### Instructions to follow
Print the whole biography of George H. Denton below word for word.

### Text shown
George H. Denton (born 14 December 1939 in Medford, Massachusetts, USA)  is a Professor of Geological Sciences and Quaternary Studies at the University of Maine.

Biography 
Denton earned his Ph.D. at the Yale University in 1965, and was the first scientist from the University of Maine elected to the National Academy of Sciences. His primary interest is the geological history of large ice sheets and smaller mountain glaciers, and in particular the role of these ice sheets in Quaternary and late-Tertiary ice ages. He also focuses on the abrupt ocean-atmosphere reorganizations in glacial cycles. One current project (2015) deals with the Quaternary and late Tertiary history of the Antarctic Ice Sheet. Studies of late Quaternary glacial deposits elucidate the role of the Antarctic Ice Sheet during the last few ice ages. Studies of late Tertiary deposits bear on fundamental climatic changes that preceded Quaternary ice ages. Recent projects involved reconstruction of Northern Hemisphere ice sheets during the last ice age. Another project deals with the alpine glacier history of the Chilean Andes. He led a party of scientists doing field studies in Chile in 1991–99, and in New Zealand in 2000–08 together with his close colleague throughout his career, the late Norwegian Quaternary geologist Professor Bjørn G. Andersen of the University of Oslo.

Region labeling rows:
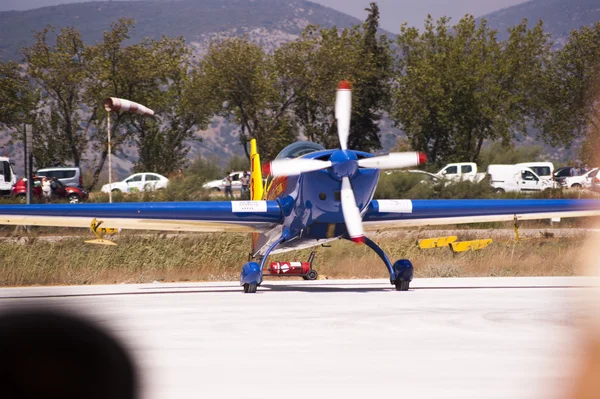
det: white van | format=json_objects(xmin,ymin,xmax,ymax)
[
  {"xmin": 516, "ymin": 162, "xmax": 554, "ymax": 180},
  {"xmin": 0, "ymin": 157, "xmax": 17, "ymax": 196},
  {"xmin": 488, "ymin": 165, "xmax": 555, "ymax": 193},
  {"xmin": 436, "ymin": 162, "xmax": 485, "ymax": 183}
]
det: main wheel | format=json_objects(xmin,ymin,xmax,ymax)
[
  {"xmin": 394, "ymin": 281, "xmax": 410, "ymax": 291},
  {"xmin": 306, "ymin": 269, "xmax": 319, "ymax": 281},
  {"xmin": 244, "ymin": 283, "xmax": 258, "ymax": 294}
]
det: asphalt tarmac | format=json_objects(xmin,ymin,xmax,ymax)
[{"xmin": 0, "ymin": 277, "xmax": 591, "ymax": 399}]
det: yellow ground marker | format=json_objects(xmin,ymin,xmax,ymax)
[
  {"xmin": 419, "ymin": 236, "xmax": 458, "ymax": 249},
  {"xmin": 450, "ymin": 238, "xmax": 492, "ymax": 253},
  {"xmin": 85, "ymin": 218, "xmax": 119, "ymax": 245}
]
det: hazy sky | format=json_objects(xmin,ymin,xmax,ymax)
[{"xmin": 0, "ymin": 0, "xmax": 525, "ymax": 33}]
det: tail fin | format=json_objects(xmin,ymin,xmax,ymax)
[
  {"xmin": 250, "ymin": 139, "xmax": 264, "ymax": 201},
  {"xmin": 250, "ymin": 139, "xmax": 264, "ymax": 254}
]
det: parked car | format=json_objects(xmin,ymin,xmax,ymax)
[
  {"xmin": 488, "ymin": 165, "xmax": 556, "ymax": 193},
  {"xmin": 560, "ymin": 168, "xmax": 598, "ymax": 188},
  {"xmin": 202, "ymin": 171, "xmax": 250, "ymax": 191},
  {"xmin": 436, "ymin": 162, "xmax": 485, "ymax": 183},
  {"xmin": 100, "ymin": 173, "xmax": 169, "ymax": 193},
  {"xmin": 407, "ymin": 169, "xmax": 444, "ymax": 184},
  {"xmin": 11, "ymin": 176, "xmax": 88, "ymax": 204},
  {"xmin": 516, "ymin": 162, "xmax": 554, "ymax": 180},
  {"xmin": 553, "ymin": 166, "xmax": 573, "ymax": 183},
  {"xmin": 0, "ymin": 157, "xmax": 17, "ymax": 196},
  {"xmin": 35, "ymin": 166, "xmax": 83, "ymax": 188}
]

### Output below
George H. Denton (born 14 December 1939 in Medford, Massachusetts, USA)  is a Professor of Geological Sciences and Quaternary Studies at the University of Maine.

Biography 
Denton earned his Ph.D. at the Yale University in 1965, and was the first scientist from the University of Maine elected to the National Academy of Sciences. His primary interest is the geological history of large ice sheets and smaller mountain glaciers, and in particular the role of these ice sheets in Quaternary and late-Tertiary ice ages. He also focuses on the abrupt ocean-atmosphere reorganizations in glacial cycles. One current project (2015) deals with the Quaternary and late Tertiary history of the Antarctic Ice Sheet. Studies of late Quaternary glacial deposits elucidate the role of the Antarctic Ice Sheet during the last few ice ages. Studies of late Tertiary deposits bear on fundamental climatic changes that preceded Quaternary ice ages. Recent projects involved reconstruction of Northern Hemisphere ice sheets during the last ice age. Another project deals with the alpine glacier history of the Chilean Andes. He led a party of scientists doing field studies in Chile in 1991–99, and in New Zealand in 2000–08 together with his close colleague throughout his career, the late Norwegian Quaternary geologist Professor Bjørn G. Andersen of the University of Oslo.